### TASK DIRECTIONS
Rewrite the items below, changing every "marker" to "pin" and leaving all else as it stands.

Object pointing dataset items:
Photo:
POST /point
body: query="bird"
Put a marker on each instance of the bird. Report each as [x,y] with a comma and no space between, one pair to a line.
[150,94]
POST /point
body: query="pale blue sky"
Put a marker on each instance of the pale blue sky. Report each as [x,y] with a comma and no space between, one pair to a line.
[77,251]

### FULL ANSWER
Photo:
POST /point
body: query="bird"
Put a pin on each instance of the bird. Report each as [x,y] with a comma and no space between, one pair to a line.
[150,94]
POST /point
body: query="pale blue sky"
Put a pin on each instance of the pale blue sky. Report each as [x,y] with a comma and no space between, one pair to a line.
[77,251]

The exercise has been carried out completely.